→ Material for the task:
============

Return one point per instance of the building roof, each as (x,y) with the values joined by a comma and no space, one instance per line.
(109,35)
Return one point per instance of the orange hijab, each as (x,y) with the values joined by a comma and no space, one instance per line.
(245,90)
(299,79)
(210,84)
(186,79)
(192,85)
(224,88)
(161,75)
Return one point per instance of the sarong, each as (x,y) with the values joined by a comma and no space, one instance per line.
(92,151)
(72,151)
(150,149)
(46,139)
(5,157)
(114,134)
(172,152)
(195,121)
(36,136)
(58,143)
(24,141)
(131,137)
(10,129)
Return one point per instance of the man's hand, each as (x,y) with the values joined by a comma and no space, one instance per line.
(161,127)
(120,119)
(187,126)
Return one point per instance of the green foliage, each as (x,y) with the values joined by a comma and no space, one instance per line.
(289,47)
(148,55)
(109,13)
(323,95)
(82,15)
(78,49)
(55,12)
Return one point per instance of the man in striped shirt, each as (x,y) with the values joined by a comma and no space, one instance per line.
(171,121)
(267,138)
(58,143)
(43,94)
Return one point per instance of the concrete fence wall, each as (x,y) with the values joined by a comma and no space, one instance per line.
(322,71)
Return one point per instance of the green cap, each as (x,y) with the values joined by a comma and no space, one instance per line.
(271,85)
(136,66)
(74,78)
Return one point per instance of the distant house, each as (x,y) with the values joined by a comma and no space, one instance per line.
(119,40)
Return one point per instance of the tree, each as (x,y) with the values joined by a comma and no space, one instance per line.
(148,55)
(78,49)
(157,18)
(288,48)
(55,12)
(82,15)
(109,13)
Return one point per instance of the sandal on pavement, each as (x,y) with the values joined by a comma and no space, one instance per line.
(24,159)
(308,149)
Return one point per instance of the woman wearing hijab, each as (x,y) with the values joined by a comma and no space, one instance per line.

============

→ Activity: The full listing above should be returned exactly as supplied.

→ Answer for this exercise:
Return one point per instance of the building roof, each as (x,y) with the values joined by a comma and no space, one instance per line.
(109,35)
Return one point per instance of the orange hijab, each as (x,y) with the values joined by a comma and no space, one instance per line.
(245,90)
(299,79)
(210,84)
(186,79)
(192,85)
(224,88)
(161,75)
Return one point per instance of the sarong, each as (x,y) with the values joined by a comma and no space, one instance per line.
(92,151)
(72,151)
(150,149)
(46,139)
(5,157)
(114,134)
(172,152)
(195,121)
(36,136)
(58,143)
(24,141)
(131,137)
(10,129)
Return one point per instance of the man's hand, each as (x,y) with the values joined by a comma and no space, one instance per line.
(161,127)
(120,119)
(187,126)
Return one point per instance of the green foliage, each as (x,y) with the values joined by a comma and no space, one instance per line.
(289,47)
(148,55)
(109,13)
(323,95)
(82,15)
(78,49)
(55,12)
Return one point per instance of the man in striped shirt, each as (x,y) with the values joined by a comma and no space, one instance per line.
(171,121)
(267,138)
(58,143)
(43,94)
Return one point per instance of the concrete fence wall, each as (x,y) with the values joined by a comma and no space, one instance per line.
(322,71)
Return one point per instance of the green cap, each as (x,y) with the values joined by a comma and no space, one instance per line.
(271,85)
(136,66)
(74,78)
Return one point per instance of the distant house, each as (x,y) with the values joined by a comma and no space, one instance per line.
(119,40)
Return one point per instance of the tree, each as (x,y) with the values joined by a comma and no space, one instance per line.
(148,55)
(78,49)
(157,18)
(288,48)
(55,12)
(82,15)
(109,13)
Return one point per instance of the sandal on pavement, each as (x,y) with the values joined by a comma and no space, one instance per line.
(24,159)
(308,149)
Return one point per instance of the woman wearing hijab, each as (x,y) with the values joined by a comma and no space, one instance per line.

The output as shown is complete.